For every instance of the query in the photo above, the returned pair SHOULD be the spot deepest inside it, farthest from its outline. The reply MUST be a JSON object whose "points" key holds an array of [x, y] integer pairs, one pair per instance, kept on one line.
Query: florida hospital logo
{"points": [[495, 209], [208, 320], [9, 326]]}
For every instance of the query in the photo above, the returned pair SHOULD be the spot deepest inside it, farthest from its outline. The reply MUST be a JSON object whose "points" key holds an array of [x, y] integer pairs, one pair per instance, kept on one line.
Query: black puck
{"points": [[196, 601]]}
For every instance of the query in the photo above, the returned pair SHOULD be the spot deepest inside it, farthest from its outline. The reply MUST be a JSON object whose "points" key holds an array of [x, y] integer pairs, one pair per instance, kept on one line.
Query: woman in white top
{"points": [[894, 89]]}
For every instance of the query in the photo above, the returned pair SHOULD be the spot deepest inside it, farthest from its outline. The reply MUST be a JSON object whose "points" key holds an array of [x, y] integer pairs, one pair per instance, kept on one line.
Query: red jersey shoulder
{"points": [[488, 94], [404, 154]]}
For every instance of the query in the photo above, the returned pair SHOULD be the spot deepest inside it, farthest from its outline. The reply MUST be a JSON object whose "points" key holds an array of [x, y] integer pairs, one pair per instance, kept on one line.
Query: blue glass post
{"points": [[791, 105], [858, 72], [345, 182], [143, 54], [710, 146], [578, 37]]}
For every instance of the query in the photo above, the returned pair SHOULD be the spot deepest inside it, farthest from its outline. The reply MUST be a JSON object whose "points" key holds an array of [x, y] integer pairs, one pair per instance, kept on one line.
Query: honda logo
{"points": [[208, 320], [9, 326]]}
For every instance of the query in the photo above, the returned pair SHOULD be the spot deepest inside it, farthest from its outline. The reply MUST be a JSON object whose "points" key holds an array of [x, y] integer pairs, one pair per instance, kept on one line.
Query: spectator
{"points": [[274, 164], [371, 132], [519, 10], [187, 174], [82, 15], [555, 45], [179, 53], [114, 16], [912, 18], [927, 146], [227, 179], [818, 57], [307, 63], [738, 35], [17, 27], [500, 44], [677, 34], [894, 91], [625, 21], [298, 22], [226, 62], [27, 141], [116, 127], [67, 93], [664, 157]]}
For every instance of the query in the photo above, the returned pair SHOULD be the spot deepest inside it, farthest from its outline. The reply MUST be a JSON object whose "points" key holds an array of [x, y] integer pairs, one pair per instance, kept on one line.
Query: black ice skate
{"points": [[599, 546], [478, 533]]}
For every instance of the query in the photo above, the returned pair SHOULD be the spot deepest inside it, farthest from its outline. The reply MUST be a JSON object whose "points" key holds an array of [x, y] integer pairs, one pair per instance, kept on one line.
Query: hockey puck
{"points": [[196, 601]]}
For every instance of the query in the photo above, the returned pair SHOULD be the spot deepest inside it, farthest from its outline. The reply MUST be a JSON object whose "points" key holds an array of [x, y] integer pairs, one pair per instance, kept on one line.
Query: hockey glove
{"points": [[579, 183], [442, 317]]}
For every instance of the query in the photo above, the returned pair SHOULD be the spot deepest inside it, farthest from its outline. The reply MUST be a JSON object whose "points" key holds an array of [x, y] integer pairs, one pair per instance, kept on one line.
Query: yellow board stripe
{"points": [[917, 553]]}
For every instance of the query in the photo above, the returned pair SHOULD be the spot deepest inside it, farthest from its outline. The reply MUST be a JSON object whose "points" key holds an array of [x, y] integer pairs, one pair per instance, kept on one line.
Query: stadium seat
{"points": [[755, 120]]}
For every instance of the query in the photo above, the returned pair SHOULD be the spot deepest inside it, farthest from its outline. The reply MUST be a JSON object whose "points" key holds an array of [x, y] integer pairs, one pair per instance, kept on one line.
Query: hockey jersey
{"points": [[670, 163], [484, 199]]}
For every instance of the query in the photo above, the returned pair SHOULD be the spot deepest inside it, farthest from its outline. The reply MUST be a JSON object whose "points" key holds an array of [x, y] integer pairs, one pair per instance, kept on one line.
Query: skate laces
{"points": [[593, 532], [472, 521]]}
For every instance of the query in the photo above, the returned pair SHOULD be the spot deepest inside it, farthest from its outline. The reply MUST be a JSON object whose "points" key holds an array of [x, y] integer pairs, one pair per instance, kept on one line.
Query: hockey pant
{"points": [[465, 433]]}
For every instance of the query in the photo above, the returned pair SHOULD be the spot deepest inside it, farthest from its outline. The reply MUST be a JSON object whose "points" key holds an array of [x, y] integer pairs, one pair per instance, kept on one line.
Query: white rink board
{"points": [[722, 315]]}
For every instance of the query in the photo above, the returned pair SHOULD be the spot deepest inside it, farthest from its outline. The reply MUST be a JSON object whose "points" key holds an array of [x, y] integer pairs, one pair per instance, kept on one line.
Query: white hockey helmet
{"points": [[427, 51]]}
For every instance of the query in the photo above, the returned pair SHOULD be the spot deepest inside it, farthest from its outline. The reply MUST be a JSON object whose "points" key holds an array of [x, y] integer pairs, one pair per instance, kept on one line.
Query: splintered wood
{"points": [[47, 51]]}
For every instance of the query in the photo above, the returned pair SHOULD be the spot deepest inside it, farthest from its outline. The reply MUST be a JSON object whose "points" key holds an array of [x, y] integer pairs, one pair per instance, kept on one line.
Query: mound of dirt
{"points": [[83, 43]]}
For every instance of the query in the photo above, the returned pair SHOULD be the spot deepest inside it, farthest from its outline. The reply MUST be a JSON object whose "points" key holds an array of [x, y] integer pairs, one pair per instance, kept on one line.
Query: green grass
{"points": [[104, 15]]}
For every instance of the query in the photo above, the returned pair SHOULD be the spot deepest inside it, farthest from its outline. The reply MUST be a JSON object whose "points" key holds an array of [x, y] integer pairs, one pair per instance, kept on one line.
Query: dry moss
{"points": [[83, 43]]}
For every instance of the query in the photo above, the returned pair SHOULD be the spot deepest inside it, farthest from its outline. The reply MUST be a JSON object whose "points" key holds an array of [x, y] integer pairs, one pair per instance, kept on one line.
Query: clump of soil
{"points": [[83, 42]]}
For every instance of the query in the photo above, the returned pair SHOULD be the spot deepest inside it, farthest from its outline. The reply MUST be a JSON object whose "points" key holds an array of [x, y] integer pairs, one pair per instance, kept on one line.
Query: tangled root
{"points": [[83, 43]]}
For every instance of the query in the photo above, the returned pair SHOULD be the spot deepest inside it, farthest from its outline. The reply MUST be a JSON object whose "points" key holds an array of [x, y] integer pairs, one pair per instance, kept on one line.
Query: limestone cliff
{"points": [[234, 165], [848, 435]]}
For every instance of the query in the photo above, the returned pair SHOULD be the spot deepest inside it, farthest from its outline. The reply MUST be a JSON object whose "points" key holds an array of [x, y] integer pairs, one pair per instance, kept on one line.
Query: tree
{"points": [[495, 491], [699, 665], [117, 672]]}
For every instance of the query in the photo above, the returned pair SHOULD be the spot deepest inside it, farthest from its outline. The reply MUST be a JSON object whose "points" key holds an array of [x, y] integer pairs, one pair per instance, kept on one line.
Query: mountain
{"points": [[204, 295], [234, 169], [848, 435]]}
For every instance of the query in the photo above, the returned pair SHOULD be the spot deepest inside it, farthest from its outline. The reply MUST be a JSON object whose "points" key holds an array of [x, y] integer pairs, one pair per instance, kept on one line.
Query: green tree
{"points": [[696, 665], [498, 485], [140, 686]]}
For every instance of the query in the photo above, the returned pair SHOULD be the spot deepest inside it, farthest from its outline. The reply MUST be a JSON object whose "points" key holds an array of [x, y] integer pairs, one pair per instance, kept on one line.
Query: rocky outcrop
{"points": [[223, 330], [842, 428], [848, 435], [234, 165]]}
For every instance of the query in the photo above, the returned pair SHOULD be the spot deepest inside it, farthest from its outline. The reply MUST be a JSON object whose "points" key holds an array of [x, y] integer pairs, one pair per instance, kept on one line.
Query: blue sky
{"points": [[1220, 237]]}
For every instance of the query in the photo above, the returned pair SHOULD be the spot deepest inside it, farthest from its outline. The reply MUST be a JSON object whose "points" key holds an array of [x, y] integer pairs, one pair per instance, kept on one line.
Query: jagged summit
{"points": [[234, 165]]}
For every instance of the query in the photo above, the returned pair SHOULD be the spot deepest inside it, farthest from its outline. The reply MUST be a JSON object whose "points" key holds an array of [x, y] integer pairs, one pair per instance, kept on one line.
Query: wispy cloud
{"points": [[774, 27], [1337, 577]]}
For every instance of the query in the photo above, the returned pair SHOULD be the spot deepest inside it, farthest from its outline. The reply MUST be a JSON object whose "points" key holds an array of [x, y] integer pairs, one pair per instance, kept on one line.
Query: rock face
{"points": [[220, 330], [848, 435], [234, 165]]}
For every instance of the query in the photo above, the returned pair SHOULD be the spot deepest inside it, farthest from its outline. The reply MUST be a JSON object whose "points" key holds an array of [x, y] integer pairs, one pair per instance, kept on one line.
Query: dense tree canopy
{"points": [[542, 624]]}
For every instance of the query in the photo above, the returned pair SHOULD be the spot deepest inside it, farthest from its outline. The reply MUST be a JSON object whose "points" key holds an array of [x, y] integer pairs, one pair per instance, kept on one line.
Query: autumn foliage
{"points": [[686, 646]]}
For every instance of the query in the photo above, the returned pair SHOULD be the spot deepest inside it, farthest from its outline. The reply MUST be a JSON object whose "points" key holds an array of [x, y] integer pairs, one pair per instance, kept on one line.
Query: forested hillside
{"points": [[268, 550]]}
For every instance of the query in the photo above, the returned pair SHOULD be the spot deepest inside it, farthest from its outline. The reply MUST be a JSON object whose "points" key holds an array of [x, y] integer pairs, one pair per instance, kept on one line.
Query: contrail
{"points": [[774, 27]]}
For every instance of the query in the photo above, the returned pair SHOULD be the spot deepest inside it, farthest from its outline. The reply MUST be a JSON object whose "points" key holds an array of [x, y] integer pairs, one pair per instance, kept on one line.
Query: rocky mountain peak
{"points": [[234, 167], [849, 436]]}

▶ Directions
Please count the lines of the data above that contain the string "jersey" and give only that number.

▶ Result of the exercise
2